**EXERCISE REQUIREMENTS**
Output the line that contains "shore, written as integer pixel values." and every line after it to the end of the entries, with nothing added or left out.

----

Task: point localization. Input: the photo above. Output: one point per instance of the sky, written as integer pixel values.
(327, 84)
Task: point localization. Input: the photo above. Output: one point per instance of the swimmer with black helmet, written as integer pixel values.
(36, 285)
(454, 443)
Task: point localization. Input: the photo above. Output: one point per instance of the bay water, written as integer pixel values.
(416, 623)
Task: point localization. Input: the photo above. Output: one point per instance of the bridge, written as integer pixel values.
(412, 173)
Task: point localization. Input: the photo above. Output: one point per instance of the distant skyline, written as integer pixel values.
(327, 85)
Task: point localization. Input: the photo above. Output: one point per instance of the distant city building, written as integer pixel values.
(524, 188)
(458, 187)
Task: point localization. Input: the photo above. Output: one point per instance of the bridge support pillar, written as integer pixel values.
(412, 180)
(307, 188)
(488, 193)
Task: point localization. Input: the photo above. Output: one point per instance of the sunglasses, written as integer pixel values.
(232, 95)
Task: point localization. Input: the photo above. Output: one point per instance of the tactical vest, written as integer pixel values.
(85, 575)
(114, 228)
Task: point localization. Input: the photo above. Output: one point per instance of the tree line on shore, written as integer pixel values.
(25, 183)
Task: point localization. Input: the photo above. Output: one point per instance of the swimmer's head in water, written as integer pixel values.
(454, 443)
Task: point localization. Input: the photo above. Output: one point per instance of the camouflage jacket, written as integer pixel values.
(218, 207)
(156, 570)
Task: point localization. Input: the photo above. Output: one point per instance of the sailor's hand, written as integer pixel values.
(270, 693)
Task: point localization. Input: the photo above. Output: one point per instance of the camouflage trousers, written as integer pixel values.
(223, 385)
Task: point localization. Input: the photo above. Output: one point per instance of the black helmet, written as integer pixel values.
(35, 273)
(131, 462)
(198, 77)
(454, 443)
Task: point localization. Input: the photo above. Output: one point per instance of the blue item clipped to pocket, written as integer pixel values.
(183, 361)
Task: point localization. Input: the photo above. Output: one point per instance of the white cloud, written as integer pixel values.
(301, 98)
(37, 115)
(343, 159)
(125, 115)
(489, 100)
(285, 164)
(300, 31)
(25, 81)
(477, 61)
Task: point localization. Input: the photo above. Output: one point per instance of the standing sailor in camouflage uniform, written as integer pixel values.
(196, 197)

----

**FINAL RESULT**
Task: point localization. Input: the photo above. Output: one point per instance of the tree line on shore, written as integer pixel values.
(25, 183)
Task: point localization. Input: the photo above. Output: one point per instance of the swimmer's head in water, written as integer pixel values.
(454, 443)
Task: point localization. Input: the photo above. Output: one point per instance of the camouflage jacket, written as integer pixel values.
(218, 207)
(156, 570)
Task: point localization. Input: the photo above. Output: one point per instance of the sailor's hand, written as integer pixel values.
(270, 693)
Task: point localization. Input: the photo above. Output: one point per instance of the camouflage trousers, written as integer pixel values.
(223, 385)
Task: point localization. Input: the photo above. Output: one point per instance of the black helmet, written as integer pixel values.
(35, 273)
(131, 462)
(198, 77)
(454, 443)
Task: point localization. Input: the photo above. Output: one point per instance of the blue item clipped to pocket, written as integer pixel values.
(183, 361)
Task: point localization. Input: the photo above. Output: one point per instance of the white cloud, written as integer pixel values.
(301, 98)
(37, 115)
(343, 159)
(125, 115)
(489, 100)
(285, 164)
(300, 31)
(25, 81)
(477, 61)
Task: point localization. Input: the photo above. Output: one point per instance of the standing sailor in camouflage uniform, written as integer pixel values.
(196, 197)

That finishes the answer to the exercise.